▶ [What you are asked to do] Determine the number of lines in the data that contain "ceiling", and write only that number.

#### Material for this task

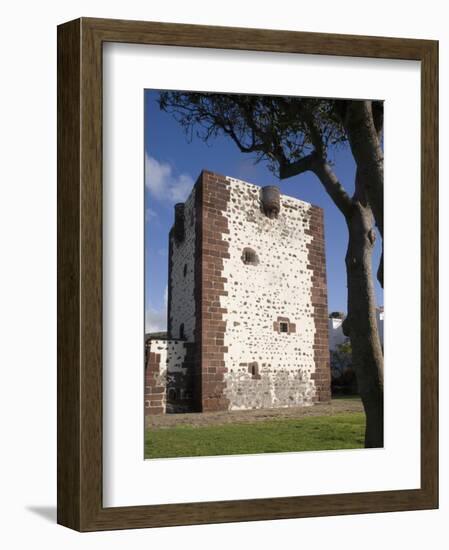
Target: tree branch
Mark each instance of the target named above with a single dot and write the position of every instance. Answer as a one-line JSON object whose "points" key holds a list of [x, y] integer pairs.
{"points": [[325, 174]]}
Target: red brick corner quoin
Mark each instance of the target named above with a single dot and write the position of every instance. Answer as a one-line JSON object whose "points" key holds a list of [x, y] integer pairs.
{"points": [[213, 196], [317, 264]]}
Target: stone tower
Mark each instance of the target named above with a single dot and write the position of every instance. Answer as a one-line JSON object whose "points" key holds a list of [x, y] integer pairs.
{"points": [[247, 302]]}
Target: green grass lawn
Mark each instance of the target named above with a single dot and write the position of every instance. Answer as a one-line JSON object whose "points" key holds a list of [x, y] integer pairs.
{"points": [[319, 433]]}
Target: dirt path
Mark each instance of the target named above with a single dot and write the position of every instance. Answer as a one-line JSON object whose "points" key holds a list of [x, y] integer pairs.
{"points": [[336, 406]]}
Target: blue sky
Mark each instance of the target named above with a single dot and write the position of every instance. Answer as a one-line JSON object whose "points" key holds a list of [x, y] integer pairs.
{"points": [[171, 168]]}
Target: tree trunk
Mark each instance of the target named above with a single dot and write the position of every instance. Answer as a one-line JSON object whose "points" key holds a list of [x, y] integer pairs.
{"points": [[364, 137], [361, 323]]}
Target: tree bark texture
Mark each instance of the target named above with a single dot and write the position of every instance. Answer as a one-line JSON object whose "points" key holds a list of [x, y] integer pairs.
{"points": [[364, 137], [361, 323]]}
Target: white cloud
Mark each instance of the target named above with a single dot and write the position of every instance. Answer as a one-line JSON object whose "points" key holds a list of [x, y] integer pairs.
{"points": [[150, 214], [163, 184], [156, 319]]}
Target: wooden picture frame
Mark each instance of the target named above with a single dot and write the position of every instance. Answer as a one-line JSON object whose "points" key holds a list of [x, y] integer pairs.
{"points": [[80, 274]]}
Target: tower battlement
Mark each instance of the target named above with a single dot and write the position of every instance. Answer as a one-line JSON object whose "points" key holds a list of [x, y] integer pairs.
{"points": [[247, 300]]}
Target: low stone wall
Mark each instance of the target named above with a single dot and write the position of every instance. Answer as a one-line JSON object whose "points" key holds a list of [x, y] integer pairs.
{"points": [[168, 376]]}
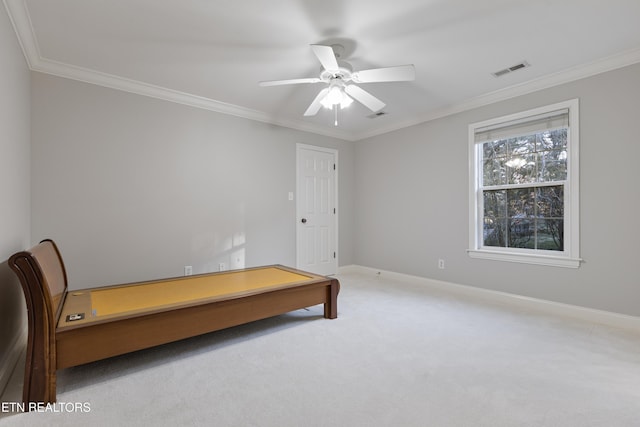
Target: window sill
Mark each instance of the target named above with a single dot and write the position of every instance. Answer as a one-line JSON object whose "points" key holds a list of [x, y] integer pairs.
{"points": [[537, 259]]}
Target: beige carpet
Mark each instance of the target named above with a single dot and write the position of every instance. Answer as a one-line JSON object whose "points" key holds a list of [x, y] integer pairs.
{"points": [[398, 355]]}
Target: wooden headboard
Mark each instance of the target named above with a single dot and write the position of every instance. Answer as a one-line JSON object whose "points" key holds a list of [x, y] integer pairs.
{"points": [[44, 282]]}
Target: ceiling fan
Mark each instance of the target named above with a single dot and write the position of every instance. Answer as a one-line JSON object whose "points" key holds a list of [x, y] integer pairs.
{"points": [[339, 77]]}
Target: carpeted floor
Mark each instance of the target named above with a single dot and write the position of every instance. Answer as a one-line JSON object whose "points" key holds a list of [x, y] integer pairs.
{"points": [[399, 354]]}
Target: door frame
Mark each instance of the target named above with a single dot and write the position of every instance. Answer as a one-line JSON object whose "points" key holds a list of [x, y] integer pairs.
{"points": [[334, 152]]}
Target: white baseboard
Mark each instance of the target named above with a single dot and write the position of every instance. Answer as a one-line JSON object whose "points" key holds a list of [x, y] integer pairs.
{"points": [[9, 361], [592, 315]]}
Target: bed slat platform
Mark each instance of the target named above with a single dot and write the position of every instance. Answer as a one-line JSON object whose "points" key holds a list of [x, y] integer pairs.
{"points": [[72, 328]]}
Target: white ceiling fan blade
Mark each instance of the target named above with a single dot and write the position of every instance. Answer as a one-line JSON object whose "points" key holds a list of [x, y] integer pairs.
{"points": [[401, 73], [365, 98], [316, 104], [326, 57], [290, 81]]}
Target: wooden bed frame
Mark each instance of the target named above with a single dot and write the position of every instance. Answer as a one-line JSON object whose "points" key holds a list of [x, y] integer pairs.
{"points": [[51, 346]]}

########

▶ [Result for this task] 2